Return every line of the listing that contains the word "tuft". Copy each such line in full.

◇ ◇ ◇ ◇

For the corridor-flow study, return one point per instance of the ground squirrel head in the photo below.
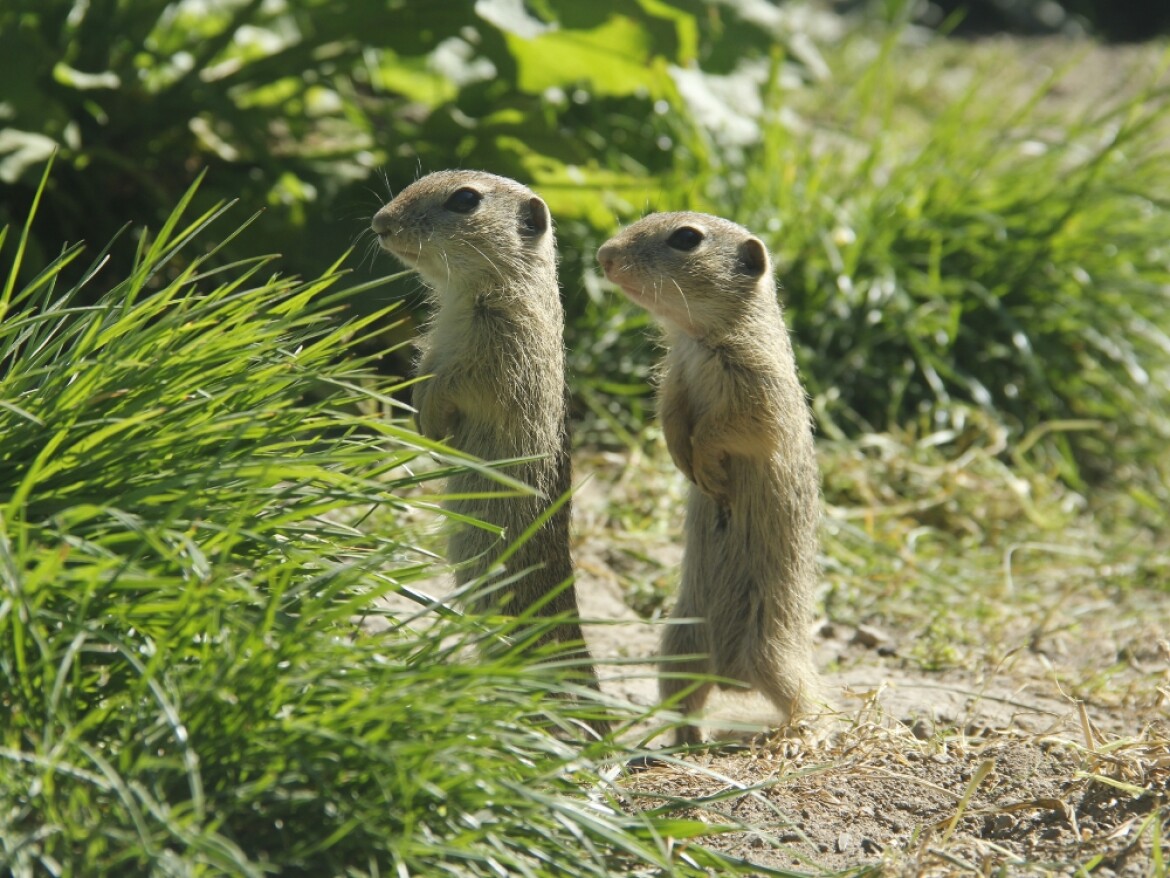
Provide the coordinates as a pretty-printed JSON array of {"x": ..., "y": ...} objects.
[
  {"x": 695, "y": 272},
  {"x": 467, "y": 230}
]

◇ ◇ ◇ ◇

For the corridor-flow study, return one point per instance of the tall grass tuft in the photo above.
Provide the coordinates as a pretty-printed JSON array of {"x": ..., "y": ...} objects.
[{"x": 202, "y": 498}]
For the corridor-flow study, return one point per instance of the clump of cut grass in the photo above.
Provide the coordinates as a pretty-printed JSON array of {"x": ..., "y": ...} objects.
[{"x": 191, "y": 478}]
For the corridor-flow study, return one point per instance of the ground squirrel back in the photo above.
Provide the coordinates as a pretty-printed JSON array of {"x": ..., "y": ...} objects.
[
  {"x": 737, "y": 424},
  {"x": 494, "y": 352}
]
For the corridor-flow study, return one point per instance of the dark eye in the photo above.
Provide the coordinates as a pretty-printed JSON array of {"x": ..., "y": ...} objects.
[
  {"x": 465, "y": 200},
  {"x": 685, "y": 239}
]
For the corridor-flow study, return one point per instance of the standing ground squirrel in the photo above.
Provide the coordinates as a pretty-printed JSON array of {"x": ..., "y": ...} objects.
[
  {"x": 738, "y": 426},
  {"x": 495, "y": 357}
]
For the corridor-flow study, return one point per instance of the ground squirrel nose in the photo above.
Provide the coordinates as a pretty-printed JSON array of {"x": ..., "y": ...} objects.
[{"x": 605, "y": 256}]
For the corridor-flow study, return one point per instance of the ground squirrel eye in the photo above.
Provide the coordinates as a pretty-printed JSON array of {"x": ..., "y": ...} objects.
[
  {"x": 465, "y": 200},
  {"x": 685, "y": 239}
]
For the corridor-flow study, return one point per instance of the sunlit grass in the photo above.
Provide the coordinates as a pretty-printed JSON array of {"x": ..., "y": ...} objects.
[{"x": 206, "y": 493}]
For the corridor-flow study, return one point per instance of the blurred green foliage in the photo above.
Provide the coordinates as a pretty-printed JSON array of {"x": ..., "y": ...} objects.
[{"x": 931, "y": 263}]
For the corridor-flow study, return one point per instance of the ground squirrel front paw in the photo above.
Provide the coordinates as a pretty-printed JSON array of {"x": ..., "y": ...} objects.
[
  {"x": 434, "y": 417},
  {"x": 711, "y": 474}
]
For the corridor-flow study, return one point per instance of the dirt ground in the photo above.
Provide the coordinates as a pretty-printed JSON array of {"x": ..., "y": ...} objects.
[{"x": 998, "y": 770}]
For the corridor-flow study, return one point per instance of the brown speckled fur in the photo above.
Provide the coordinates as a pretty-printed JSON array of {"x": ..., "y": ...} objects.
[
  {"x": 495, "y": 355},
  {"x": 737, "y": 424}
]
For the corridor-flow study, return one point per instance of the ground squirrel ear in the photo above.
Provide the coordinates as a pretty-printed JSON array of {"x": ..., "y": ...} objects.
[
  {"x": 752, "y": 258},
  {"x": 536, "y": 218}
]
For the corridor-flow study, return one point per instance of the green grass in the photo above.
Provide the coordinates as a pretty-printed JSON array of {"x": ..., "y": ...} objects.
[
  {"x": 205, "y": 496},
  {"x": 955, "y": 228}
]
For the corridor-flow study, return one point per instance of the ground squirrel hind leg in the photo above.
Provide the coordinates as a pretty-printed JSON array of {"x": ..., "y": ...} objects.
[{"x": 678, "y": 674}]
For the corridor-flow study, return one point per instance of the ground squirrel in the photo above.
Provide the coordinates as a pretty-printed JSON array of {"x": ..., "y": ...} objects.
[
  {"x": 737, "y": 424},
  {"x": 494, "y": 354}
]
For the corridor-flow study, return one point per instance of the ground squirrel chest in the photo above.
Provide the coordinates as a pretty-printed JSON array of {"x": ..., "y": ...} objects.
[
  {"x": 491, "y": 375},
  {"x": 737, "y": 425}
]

◇ ◇ ◇ ◇

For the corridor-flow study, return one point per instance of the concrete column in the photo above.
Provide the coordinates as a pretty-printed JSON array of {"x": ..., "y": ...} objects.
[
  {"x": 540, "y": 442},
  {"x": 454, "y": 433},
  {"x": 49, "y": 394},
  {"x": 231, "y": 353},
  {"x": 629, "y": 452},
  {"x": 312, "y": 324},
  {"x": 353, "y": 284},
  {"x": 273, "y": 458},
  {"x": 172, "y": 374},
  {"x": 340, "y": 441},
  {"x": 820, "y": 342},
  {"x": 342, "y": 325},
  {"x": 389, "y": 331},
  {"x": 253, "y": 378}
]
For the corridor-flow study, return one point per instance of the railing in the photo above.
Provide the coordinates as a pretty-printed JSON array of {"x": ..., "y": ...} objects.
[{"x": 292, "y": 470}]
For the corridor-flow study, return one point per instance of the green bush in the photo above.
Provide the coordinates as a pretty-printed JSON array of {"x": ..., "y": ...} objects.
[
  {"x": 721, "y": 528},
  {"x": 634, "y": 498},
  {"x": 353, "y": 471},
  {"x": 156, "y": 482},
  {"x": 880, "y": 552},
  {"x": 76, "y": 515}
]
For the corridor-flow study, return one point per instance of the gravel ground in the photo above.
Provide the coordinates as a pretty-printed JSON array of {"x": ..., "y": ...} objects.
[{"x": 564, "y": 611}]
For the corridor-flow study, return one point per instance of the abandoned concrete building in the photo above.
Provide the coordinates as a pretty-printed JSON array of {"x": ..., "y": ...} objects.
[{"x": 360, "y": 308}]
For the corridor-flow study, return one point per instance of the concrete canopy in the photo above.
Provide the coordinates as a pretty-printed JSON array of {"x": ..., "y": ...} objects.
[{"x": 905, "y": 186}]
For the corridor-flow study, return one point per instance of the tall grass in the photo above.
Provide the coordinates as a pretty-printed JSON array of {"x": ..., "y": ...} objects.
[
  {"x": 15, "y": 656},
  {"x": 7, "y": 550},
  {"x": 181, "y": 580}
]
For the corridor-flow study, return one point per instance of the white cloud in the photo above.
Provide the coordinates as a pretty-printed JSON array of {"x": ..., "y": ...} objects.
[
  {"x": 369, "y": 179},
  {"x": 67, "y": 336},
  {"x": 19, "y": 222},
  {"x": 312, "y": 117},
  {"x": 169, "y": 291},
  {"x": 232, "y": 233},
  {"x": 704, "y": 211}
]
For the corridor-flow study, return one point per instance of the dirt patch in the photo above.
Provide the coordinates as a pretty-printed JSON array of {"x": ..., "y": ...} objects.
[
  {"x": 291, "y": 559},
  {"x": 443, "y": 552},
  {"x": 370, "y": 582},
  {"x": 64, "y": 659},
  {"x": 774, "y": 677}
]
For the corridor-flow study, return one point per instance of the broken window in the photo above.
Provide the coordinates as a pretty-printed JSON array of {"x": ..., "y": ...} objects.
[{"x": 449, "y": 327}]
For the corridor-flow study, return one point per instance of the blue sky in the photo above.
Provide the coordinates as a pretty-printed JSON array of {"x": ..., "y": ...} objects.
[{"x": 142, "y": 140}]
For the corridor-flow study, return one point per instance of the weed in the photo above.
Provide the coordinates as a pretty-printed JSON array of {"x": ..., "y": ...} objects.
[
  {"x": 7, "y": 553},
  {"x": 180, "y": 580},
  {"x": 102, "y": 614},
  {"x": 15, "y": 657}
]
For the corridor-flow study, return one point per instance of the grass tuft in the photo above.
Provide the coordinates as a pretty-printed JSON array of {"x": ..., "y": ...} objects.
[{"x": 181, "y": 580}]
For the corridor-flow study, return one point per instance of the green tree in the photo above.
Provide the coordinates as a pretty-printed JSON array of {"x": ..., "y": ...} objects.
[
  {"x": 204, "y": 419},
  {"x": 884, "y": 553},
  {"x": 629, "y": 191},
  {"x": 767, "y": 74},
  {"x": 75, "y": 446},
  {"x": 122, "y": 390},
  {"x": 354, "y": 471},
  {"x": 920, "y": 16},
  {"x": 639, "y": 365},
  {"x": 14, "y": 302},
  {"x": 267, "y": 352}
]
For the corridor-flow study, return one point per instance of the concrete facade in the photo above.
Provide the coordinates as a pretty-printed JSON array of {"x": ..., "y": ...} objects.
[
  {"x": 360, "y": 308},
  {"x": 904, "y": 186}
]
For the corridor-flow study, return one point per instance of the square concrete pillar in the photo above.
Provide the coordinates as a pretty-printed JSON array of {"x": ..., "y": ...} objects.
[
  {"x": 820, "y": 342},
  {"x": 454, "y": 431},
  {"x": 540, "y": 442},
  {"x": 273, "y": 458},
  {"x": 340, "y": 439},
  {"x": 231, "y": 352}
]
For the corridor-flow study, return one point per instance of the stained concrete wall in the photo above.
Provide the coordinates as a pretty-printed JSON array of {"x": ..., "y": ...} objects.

◇ ◇ ◇ ◇

* _ANSWER TO THE TASK_
For the corridor-flow study, return one point per instance of the tall grass tuft in the photo above.
For the corridor-flow study, return one point per instance of the grass tuft in the photo above.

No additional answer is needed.